<<<<
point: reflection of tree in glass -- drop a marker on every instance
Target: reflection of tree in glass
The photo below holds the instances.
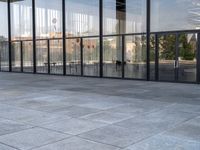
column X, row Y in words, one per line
column 167, row 47
column 187, row 47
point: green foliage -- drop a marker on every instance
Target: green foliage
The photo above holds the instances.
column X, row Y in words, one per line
column 168, row 47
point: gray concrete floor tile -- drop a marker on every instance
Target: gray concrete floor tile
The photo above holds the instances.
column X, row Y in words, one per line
column 31, row 138
column 157, row 121
column 164, row 142
column 189, row 130
column 5, row 147
column 103, row 113
column 117, row 136
column 74, row 126
column 107, row 117
column 76, row 143
column 8, row 126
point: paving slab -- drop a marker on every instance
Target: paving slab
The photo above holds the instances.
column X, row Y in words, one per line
column 76, row 143
column 31, row 138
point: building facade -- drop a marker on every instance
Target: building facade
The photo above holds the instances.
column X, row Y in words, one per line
column 156, row 40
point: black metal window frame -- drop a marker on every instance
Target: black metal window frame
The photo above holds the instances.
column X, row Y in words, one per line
column 148, row 34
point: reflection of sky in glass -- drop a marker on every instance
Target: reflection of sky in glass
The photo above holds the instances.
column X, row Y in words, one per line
column 166, row 14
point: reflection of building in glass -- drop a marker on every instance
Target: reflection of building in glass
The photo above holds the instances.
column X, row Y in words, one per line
column 194, row 14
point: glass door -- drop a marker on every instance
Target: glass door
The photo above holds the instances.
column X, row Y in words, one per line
column 177, row 55
column 187, row 62
column 167, row 58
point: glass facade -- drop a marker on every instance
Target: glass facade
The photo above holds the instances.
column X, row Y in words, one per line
column 4, row 45
column 155, row 40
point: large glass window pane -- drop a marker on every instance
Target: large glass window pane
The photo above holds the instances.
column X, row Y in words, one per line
>>>>
**ASSIGNMENT**: Each line above should be output exactly, apart from the pictures.

**OUTPUT BELOW**:
point: reflection of tree in glass -- drop a marker on every instance
Target: reflection of tree in glass
The photo below holds the instances.
column X, row Y in words, one per line
column 167, row 47
column 187, row 47
point: green foliage -- drop a marker on every instance
Target: green foliage
The photo above holds the instances.
column X, row Y in words, one per line
column 168, row 47
point: gray concrete floor tile -- drop a marker on every instance
Target: gray concrete floor tile
The photo above holds the instances.
column X, row Y in words, one per line
column 31, row 138
column 157, row 121
column 164, row 142
column 189, row 130
column 5, row 147
column 103, row 113
column 117, row 136
column 74, row 126
column 107, row 117
column 76, row 143
column 8, row 126
point: paving slab -- drop a marker on every instance
Target: paving slab
The photo above holds the instances.
column X, row Y in words, one per line
column 76, row 143
column 31, row 138
point: building facade -- drop a marker on every instance
Target: building facade
The photo above holds the instances.
column X, row Y in words, one per line
column 156, row 40
point: black metal window frame -- drop a marker on every instance
Target: black metal window frame
The photo above holds the instances.
column X, row Y in words, one per line
column 148, row 34
point: reflection of sky in glass -- drop a marker on every instance
Target: reflection of sky in glass
The photo above holds the instances.
column X, row Y in words, one per line
column 166, row 14
point: reflection of building in glass -- drop a marker on every instance
Target: reflection of building in glass
The photo above holds the instances.
column X, row Y in words, one per line
column 194, row 14
point: glass door -- drop a marker on every instance
Target: glass door
The photo above holds the instances.
column X, row Y in words, one per line
column 177, row 55
column 187, row 62
column 167, row 58
point: glass facade -- drop a marker on every instance
Target: glass facade
The photo above holds the instances.
column X, row Y in words, one per line
column 4, row 45
column 155, row 40
point: large glass window pane -- drop a marker on every instance
Target: large glass window pane
The photo above holds the instances.
column X, row Y in words, one per line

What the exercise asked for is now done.